• Article:

start

Chiral Lagrangians allow for a prediction of the formfactors in the
limit of small momenta. This approach is particularly useful for 
final states with a low number, say up to three or four pions, which 
can still be treated as massless Goldstone bosons \cite{FWW}. 

In lowest order of Chiral Perturbation Theory  (CPT) the formfactors
are constants and the polynomial dependence of the amplitude is
essentially fixed by the Lorentz structure of the amplitude 
which in turn  is
imposed by the quantum numbers of the currents and the charge and
multiplicity of the pions. The same approach is also applicable
for final states with kaons or $\eta$ mesons, although their treatment as
massless Goldstone bosons and the assumption of small momenta  becomes
more dubious in these cases.

end

• Job 1: Return, verbatim, everything in the passage on chiral Lagrangians from "Chiral Lagrangians allow" down to "in these cases.".
• Job 2: Indicate whether each statement agrees with the passage on chiral Lagrangians, answering yes or no and quoting the deciding words: (a) In lowest order of Chiral Perturbation Theory, the formfactors are constants. (b) The approach cannot be applied to final states with kaons. (c) Chiral Lagrangians predict the formfactors in the limit of large momenta.
The records that follow are drawn from a separate source.

• Provided records:
start

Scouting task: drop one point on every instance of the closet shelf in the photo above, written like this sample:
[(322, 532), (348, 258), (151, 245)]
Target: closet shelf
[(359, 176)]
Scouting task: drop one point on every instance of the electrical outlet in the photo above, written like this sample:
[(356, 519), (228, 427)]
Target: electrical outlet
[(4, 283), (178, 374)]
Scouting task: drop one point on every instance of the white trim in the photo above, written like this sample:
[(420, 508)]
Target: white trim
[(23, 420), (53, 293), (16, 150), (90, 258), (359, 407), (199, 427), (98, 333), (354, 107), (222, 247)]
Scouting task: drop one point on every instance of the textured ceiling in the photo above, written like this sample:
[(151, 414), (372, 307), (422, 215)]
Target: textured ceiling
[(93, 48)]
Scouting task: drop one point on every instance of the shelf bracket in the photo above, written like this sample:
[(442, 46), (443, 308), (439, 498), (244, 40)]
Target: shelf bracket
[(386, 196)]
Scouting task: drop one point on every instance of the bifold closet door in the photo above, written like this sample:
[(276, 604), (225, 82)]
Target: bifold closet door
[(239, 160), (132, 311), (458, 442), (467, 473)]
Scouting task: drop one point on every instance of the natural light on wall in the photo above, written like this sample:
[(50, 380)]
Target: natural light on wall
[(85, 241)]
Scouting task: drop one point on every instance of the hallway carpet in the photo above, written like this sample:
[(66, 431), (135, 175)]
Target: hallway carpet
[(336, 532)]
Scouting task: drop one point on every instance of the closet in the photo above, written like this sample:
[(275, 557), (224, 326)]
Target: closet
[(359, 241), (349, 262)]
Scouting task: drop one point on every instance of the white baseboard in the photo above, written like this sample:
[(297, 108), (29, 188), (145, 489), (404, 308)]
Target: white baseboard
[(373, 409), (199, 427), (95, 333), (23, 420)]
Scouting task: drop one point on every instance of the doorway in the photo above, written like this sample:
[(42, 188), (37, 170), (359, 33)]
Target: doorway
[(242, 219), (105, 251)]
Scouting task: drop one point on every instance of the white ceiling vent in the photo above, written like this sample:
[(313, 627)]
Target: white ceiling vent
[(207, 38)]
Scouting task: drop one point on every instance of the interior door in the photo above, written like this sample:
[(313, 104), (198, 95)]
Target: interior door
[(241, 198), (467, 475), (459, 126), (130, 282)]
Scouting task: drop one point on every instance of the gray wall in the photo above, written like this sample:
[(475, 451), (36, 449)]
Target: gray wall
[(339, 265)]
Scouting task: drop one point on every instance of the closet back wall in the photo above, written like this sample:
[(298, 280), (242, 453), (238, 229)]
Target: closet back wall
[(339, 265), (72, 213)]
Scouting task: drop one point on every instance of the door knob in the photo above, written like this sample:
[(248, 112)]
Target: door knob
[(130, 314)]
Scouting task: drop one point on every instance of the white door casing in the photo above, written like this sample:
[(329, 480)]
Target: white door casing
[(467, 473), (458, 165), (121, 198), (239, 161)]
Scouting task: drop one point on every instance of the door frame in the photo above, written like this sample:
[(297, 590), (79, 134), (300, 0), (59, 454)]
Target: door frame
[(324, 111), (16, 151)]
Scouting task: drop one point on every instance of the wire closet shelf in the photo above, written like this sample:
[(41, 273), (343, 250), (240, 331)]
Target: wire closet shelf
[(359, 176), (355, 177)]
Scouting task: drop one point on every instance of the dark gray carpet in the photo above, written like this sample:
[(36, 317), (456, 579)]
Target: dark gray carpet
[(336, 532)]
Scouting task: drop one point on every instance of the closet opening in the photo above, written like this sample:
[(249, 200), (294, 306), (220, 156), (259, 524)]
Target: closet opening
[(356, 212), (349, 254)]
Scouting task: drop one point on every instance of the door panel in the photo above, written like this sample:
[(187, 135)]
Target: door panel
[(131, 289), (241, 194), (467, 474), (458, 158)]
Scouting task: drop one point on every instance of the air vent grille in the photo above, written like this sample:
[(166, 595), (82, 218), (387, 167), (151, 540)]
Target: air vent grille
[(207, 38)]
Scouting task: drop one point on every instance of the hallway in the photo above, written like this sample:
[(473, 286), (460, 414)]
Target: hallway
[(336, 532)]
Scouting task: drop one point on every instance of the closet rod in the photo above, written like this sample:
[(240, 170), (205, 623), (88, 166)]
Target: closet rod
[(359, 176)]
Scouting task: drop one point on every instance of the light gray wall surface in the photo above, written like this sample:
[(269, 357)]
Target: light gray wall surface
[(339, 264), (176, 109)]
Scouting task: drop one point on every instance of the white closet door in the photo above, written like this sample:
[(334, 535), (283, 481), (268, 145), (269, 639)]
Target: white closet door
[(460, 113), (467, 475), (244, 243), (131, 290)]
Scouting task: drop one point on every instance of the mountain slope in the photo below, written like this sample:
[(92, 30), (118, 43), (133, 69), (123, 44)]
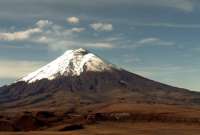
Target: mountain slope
[(71, 63), (80, 78)]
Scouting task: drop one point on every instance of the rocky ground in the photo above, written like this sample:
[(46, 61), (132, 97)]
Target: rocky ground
[(107, 119)]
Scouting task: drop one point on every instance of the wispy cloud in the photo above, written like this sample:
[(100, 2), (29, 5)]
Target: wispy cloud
[(100, 26), (73, 20), (168, 25), (56, 37), (153, 41), (14, 69)]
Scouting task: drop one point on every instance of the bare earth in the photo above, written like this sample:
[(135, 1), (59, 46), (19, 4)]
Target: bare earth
[(127, 119)]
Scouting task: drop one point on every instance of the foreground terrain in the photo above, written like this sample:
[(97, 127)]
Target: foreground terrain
[(106, 119)]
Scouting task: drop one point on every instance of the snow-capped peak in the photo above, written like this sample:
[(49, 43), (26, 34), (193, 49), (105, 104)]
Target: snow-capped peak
[(71, 63)]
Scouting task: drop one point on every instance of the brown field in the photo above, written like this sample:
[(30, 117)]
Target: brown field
[(123, 119)]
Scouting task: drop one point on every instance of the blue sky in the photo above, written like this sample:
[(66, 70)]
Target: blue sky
[(158, 39)]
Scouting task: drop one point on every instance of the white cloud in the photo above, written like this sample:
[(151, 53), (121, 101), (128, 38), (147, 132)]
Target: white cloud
[(152, 41), (100, 45), (21, 35), (99, 26), (56, 37), (73, 20), (43, 23), (15, 69), (78, 30)]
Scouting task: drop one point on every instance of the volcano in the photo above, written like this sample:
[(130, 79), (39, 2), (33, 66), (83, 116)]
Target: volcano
[(81, 78)]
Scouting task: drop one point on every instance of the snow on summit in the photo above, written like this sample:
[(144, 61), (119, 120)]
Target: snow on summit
[(71, 63)]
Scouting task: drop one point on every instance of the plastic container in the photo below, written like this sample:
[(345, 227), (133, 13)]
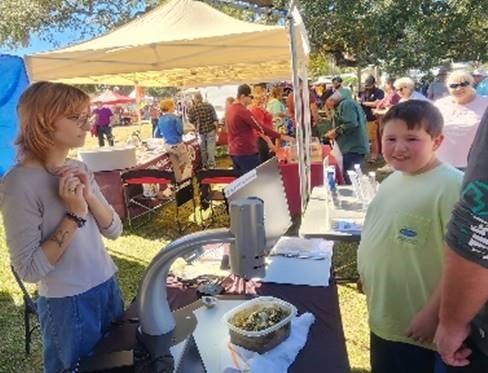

end

• Full response 1:
Chiral Lagrangians allow for a prediction of the formfactors in the
limit of small momenta. This approach is particularly useful for 
final states with a low number, say up to three or four pions, which 
can still be treated as massless Goldstone bosons \cite{FWW}. 

In lowest order of Chiral Perturbation Theory  (CPT) the formfactors
are constants and the polynomial dependence of the amplitude is
essentially fixed by the Lorentz structure of the amplitude 
which in turn  is
imposed by the quantum numbers of the currents and the charge and
multiplicity of the pions. The same approach is also applicable
for final states with kaons or $\eta$ mesons, although their treatment as
massless Goldstone bosons and the assumption of small momenta  becomes
more dubious in these cases.

• Full response 2:
(a) Yes: "the formfactors are constants"
(b) No: "The same approach is also applicable for final states with kaons or $\eta$ mesons"
(c) No: "in the limit of small momenta"